Given problem
Would you write out the listing verbatim and skip every picture in it?

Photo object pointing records
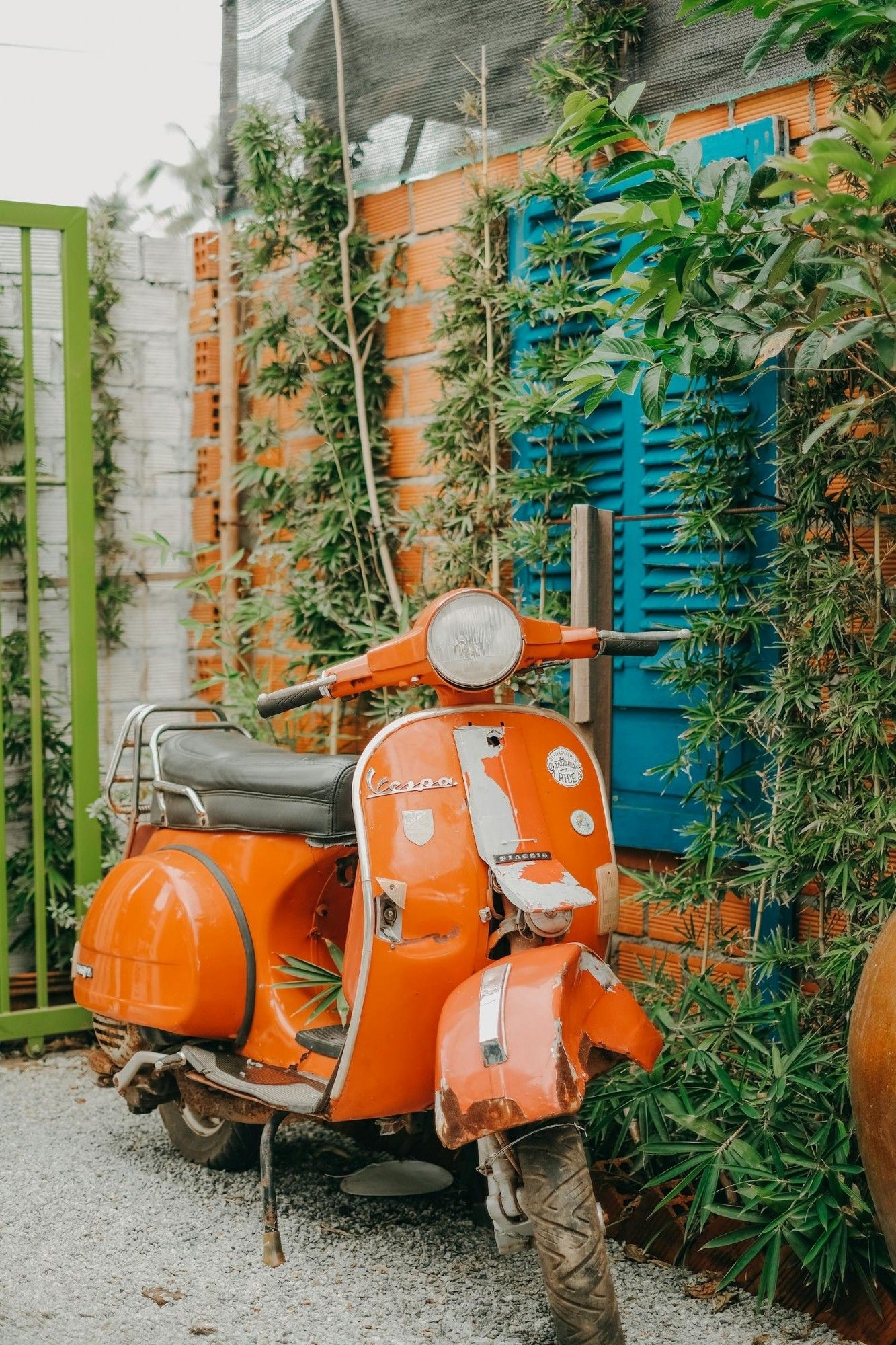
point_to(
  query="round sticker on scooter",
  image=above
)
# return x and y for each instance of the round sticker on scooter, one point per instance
(565, 767)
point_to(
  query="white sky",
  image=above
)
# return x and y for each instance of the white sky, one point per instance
(79, 119)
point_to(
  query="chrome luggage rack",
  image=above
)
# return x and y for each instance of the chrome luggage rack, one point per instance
(136, 739)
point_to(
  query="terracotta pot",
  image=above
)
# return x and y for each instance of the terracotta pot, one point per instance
(872, 1077)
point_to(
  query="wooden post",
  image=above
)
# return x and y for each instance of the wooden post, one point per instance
(591, 684)
(229, 418)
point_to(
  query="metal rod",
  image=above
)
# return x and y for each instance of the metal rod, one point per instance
(5, 895)
(80, 543)
(33, 605)
(272, 1247)
(229, 420)
(681, 513)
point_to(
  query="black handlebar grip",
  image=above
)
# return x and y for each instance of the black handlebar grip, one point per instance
(288, 699)
(641, 645)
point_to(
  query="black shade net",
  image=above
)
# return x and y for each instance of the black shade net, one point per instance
(404, 73)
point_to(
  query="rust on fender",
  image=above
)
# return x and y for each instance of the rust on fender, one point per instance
(872, 1077)
(557, 1016)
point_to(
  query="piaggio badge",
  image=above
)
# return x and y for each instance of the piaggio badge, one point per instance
(524, 857)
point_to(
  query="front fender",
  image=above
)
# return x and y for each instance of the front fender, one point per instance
(520, 1040)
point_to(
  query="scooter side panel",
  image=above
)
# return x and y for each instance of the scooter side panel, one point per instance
(415, 829)
(161, 948)
(560, 1015)
(165, 949)
(294, 903)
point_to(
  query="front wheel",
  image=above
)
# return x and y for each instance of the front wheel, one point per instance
(210, 1141)
(569, 1235)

Finished answer
point_to(
  query="round sticker on scooter",
  image=above
)
# return x and y for each instance of the round sticker on scooter, one point per instance
(565, 767)
point_to(
  query="white sky",
  image=above
)
# return x and y for each instance of the white sky, one point per instance
(79, 119)
point_to(
  query="chrome luggage rack",
  image=above
)
# return x and y for each instance of the chrome luggage rack, one point per instance
(136, 739)
point_to(
  query="terracotta pot",
  image=above
)
# return x and y for each instance of the terracotta pot, one point per instance
(872, 1077)
point_to(
  query="wooden post",
  image=above
)
# return x and y for each instance of the wooden post, one point per instance
(591, 684)
(229, 418)
point_to(
  query="metal rod",
  image=above
)
# return x and y for each instance of the metal rod, one point per instance
(5, 895)
(80, 543)
(33, 605)
(272, 1247)
(229, 420)
(681, 513)
point_to(
  query="black handlebar grip",
  image=above
)
# return x and y for each instance of the black handlebar grip, one point per instance
(288, 699)
(641, 645)
point_to(
  query="black shade net",
  image=above
)
# return x and y for each instance of the black shade net, one point per instance
(404, 73)
point_to(
  query="rust on fender",
  image=above
)
# return x and y for each instance of the rust on fender, one point per instance
(872, 1077)
(557, 1016)
point_to(
  query="piaggio badge",
  image=above
)
# return x and y for each instance of the piaggio badge, one point per instance
(524, 857)
point_to(
  query="front fender",
  image=above
)
# return x and y for each instance of the front fender, one point per instance
(520, 1040)
point_to(
  query="scooter side panel",
  image=above
)
# return x and y for each instance of the scooter side panel, one point per instance
(415, 829)
(161, 948)
(560, 1015)
(165, 949)
(294, 903)
point_to(
  query="front wheel",
  image=above
)
# return x and y for each instance of the front wheel, one point per instance
(210, 1141)
(569, 1235)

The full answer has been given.